* _GIVEN INSTRUCTION_
Echo back the lines of the listing below, starting at the line that contains "Find the green leaf" and continuing through the end of the listing, inclusive.

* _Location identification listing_
════════
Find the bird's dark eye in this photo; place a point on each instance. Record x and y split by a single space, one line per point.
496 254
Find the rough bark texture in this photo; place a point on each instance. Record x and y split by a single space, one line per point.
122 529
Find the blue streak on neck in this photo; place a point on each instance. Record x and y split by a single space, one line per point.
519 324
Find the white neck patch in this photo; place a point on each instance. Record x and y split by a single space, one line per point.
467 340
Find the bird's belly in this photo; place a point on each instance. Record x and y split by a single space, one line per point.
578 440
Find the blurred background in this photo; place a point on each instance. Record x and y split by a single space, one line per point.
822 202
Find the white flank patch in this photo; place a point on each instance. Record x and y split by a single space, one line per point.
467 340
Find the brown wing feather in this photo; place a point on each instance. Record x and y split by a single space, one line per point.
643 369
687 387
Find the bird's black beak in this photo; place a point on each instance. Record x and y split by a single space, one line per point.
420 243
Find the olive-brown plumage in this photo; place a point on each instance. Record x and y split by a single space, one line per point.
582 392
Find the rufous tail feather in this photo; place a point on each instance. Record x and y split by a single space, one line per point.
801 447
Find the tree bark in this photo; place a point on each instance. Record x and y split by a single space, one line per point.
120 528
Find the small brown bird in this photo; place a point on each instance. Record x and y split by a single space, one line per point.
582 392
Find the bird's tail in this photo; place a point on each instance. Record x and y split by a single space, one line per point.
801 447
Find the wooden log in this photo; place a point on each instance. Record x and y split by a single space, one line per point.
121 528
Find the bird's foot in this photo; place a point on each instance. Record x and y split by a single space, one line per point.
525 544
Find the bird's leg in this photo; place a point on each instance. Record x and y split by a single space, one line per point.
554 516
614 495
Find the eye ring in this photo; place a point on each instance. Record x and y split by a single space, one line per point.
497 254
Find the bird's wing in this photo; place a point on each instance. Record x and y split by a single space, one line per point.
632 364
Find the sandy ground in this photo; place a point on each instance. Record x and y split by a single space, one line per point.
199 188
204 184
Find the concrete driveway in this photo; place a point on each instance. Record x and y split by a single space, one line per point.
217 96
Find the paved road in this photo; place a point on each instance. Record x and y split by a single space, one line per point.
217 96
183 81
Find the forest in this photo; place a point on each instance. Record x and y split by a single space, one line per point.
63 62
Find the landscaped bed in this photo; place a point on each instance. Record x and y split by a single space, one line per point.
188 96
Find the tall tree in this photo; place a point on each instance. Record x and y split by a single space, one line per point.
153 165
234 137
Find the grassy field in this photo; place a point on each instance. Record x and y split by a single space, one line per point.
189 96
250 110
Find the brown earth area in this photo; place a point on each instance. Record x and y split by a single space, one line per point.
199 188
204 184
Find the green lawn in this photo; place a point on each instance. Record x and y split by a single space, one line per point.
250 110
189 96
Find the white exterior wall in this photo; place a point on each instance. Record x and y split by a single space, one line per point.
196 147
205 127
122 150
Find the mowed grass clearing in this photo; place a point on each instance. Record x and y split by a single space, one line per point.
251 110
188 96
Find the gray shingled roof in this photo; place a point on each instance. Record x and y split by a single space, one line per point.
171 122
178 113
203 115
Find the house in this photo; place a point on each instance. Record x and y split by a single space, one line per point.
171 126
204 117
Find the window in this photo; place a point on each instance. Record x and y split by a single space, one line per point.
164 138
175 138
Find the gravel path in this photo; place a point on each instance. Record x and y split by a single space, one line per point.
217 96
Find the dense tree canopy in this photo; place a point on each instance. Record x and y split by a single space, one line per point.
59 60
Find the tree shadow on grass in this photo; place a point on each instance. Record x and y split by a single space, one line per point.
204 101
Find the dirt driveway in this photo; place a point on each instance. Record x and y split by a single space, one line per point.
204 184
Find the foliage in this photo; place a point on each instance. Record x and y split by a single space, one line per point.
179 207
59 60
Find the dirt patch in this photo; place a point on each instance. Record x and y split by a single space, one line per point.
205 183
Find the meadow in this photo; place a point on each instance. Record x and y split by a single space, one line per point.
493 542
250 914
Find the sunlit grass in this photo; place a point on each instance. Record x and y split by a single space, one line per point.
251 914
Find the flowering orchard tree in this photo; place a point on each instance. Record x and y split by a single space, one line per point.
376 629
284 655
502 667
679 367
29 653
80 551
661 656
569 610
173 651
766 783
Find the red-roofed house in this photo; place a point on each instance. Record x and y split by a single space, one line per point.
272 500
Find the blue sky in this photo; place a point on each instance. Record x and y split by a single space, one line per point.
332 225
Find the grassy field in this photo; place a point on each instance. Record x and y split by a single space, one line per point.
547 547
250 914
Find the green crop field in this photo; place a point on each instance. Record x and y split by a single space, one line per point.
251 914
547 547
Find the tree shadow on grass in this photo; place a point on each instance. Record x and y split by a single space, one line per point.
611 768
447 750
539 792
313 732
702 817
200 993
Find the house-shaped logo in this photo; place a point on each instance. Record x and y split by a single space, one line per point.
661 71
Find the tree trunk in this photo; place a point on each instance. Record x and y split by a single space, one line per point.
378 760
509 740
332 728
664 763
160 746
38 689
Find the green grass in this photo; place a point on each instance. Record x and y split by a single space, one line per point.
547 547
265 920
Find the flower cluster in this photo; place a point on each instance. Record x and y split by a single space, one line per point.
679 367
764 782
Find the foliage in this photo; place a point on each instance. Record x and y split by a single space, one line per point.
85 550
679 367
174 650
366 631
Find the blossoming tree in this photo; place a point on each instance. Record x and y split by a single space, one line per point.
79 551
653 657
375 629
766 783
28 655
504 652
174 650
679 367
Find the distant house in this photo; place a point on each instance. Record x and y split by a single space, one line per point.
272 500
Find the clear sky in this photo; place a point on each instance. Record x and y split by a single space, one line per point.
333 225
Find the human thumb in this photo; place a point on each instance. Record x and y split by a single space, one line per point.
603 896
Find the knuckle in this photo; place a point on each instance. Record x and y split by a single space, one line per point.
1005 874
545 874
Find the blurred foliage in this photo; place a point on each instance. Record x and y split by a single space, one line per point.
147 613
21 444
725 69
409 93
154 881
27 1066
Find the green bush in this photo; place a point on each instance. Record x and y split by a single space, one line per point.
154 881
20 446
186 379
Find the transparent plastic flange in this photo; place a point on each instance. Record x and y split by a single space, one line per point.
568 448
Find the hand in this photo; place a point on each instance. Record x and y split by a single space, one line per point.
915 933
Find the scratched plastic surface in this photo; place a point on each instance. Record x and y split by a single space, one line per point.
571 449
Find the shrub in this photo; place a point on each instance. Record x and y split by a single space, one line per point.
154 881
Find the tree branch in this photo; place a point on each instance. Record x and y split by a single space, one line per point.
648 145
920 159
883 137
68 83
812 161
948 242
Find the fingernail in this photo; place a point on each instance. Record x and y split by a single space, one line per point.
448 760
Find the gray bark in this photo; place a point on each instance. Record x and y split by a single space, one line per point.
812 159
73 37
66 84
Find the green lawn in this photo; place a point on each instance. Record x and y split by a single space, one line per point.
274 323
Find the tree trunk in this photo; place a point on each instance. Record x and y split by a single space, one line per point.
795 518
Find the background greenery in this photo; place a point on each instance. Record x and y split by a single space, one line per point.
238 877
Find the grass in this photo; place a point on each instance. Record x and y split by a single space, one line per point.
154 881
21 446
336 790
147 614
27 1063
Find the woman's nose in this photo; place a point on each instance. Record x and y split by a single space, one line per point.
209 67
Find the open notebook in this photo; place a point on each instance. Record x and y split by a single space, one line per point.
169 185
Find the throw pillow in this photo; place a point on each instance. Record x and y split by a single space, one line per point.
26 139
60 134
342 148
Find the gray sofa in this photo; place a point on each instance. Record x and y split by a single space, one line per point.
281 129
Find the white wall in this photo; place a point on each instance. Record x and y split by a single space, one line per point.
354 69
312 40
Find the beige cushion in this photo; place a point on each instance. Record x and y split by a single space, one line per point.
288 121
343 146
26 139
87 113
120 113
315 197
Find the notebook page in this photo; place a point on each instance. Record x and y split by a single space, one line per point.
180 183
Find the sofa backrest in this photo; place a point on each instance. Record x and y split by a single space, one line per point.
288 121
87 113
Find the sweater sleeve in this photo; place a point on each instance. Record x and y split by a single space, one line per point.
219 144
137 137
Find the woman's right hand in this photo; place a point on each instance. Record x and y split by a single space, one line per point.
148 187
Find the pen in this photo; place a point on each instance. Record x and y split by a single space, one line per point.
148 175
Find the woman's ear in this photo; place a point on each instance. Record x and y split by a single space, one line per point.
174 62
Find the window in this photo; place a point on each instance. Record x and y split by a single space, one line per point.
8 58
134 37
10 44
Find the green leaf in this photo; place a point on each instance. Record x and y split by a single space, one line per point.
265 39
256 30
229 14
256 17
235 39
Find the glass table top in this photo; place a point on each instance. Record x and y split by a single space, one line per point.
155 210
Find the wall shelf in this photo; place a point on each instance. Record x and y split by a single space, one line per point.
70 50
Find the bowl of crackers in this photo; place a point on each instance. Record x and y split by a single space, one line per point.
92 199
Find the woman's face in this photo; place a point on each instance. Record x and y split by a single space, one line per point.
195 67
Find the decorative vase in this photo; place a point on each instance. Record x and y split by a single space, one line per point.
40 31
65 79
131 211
════════
* _REPLY TO THE EXERCISE_
Find the green leaf in this photo; place a point on each instance. Record x and y split by a single space, one line per point.
265 39
256 30
229 14
256 17
235 39
Find the glass table top in this photo; place a point on each instance. Record x and y split by a single space, one line per point.
155 210
Find the wall shelf in this photo; place a point on each instance. Record x and y split by a single space, one line per point.
70 50
Find the bowl of crackers in this photo; place a point on each instance. Record x and y split by a single space, one line per point.
92 199
Find the woman's face in this photo; place a point on each instance. Record x and y split by a single space, one line per point.
195 67
Find the decorative vase in this photo; place a point on each instance. Record x and y split by a single space, one line per point.
40 31
65 79
131 211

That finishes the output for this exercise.